__Stated problem__. Find the line that contains "Exercise. Mark the group". Then set down that line and all the lines after it, to the end of the records, exactly and with nothing added.

==========

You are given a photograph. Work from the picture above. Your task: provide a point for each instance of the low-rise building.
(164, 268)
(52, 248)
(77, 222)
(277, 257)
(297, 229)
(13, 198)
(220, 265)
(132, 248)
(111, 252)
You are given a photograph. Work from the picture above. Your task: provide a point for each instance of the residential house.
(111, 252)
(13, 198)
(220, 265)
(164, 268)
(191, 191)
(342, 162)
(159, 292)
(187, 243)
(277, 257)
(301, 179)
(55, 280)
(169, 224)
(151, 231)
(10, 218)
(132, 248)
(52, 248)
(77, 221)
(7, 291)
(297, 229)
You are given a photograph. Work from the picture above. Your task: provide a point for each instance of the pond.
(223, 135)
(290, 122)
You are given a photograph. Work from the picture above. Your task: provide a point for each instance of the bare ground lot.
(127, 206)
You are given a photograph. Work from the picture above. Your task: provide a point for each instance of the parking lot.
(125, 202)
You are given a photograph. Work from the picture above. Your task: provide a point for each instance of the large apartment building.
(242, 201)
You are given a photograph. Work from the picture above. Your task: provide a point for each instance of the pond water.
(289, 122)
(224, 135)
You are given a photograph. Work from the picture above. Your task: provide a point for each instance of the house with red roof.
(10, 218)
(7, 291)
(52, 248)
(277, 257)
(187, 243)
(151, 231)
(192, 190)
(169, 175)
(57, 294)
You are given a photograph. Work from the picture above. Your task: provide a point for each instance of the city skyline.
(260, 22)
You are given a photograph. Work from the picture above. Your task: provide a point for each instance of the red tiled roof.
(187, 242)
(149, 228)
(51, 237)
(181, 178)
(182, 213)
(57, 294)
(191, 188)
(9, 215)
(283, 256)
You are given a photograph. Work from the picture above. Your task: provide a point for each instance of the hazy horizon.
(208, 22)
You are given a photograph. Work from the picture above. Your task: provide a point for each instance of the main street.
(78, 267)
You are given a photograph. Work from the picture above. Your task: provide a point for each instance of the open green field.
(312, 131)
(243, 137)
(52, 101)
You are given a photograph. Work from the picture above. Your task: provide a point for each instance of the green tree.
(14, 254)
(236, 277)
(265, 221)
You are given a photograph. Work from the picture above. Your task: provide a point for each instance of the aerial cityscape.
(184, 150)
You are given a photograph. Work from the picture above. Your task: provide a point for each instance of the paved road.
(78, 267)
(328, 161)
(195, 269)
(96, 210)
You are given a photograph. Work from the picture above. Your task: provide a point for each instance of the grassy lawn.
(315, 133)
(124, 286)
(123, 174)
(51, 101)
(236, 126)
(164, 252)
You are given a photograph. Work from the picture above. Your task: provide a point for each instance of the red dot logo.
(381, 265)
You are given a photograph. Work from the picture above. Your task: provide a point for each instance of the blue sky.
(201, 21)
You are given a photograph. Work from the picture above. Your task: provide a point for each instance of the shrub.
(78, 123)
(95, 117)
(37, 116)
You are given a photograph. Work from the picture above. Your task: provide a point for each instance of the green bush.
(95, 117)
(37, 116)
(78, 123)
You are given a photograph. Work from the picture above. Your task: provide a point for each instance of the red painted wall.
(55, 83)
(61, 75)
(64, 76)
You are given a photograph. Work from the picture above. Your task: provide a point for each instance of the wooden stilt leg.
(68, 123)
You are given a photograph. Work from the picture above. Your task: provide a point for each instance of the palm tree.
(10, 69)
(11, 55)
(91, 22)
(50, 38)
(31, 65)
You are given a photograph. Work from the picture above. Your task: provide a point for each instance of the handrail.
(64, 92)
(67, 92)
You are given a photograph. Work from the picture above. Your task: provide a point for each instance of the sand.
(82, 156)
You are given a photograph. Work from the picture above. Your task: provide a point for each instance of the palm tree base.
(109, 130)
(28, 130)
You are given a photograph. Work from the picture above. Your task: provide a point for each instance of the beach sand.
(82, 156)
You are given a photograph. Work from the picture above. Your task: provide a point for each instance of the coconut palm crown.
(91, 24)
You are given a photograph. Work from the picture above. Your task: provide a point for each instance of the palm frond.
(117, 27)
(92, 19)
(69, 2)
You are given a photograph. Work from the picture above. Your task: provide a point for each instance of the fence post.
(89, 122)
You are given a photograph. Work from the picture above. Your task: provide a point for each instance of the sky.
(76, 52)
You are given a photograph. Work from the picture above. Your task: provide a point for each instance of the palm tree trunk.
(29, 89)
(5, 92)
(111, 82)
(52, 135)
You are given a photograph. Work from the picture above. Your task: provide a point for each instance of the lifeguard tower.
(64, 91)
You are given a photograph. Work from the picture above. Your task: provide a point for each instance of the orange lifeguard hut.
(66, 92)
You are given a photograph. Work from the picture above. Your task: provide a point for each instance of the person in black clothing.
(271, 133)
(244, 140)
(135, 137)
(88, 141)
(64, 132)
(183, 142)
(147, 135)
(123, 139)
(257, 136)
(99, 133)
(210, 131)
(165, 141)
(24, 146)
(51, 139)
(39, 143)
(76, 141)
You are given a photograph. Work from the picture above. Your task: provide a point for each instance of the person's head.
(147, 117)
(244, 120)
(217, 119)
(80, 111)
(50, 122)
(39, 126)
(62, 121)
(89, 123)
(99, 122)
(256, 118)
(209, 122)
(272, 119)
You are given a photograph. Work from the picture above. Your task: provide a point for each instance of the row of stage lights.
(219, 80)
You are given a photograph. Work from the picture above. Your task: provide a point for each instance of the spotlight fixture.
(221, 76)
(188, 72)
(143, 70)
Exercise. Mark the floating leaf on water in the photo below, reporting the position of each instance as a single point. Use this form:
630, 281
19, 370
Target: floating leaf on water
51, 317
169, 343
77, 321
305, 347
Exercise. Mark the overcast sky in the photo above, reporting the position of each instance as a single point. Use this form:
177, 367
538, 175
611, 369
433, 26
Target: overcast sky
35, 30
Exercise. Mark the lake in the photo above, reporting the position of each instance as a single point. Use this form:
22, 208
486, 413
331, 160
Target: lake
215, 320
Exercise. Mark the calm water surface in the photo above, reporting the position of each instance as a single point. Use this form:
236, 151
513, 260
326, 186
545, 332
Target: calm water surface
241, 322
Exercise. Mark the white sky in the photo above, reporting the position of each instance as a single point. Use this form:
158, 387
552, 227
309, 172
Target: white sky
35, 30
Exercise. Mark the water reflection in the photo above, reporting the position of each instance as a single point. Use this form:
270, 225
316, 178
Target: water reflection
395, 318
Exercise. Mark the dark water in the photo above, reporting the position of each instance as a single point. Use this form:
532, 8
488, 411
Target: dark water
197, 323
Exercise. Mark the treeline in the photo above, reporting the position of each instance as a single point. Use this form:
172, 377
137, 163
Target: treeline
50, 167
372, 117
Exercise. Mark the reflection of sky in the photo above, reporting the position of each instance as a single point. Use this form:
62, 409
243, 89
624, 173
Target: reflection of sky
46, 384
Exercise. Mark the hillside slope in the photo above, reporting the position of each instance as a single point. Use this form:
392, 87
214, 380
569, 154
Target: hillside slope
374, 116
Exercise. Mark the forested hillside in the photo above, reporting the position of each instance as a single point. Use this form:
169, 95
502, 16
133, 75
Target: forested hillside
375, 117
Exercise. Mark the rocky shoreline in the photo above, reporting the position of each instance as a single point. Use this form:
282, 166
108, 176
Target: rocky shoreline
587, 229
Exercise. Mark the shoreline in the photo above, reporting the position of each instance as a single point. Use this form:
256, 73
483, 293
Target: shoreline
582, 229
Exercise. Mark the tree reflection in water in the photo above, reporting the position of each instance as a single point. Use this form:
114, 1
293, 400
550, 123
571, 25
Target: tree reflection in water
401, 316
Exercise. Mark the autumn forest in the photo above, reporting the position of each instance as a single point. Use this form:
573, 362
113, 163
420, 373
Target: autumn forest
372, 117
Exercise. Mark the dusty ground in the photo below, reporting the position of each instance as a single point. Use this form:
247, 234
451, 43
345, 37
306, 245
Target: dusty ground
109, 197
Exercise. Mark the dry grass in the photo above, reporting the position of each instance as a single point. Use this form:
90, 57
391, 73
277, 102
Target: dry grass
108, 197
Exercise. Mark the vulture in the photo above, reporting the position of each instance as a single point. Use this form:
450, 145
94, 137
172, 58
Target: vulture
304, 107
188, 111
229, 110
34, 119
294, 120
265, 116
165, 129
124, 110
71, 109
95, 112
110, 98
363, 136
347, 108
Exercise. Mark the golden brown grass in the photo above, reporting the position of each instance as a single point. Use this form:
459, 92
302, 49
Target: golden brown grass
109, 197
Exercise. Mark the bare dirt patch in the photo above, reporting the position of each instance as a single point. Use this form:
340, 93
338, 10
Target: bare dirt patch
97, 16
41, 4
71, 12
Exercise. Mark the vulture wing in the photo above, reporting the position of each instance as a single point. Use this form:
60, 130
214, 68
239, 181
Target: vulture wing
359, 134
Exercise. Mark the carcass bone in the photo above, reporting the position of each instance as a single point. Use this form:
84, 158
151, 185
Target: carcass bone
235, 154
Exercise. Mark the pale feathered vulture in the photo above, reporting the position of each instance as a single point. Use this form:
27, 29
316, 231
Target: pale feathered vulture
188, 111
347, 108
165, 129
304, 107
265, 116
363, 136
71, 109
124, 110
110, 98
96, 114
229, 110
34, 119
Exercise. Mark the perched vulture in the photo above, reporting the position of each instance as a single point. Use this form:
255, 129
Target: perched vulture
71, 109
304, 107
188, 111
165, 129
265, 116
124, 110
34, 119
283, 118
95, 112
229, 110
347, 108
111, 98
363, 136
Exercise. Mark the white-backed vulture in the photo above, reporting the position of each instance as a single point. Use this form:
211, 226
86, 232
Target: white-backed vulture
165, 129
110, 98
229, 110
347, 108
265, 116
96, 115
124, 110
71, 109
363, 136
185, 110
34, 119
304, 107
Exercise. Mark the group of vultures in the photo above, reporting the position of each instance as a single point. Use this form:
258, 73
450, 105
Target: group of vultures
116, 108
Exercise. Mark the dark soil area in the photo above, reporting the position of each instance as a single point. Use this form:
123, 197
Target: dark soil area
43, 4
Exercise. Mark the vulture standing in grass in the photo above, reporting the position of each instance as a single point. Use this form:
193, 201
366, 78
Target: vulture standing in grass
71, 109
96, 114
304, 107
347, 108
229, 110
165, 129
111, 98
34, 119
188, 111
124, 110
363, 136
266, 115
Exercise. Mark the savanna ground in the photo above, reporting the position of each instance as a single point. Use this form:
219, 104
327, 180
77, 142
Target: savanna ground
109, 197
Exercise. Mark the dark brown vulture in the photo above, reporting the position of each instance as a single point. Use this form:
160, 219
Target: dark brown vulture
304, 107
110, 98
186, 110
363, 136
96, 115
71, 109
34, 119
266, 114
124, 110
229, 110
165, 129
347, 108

==========

__Correct response__.
Exercise. Mark the group of vultures in the photo above, reporting the position of each instance as a single point. Use this form:
258, 73
450, 105
Target: group of vultures
116, 108
Exercise. Mark the dark soil area in the photo above, reporting the position of each instance as a single point. Use this form:
123, 197
Target: dark soil area
43, 4
Exercise. Mark the vulture standing in grass in the photo above, reporting the position of each instance as a single point. Use this form:
193, 201
366, 78
Target: vulture standing in grass
71, 109
96, 114
304, 107
347, 108
229, 110
165, 129
111, 98
34, 119
188, 111
124, 110
363, 136
266, 115
Exercise. Mark the savanna ground in the photo above, reporting the position of each instance as a single point. Use this form:
219, 104
327, 180
77, 142
Target: savanna ground
109, 197
Exercise. Mark the dark brown vulture in the photo above, reporting the position of each instance as a single point. Use this form:
160, 219
Target: dark brown vulture
304, 107
110, 98
186, 110
363, 136
96, 115
71, 109
34, 119
266, 114
124, 110
229, 110
165, 129
347, 108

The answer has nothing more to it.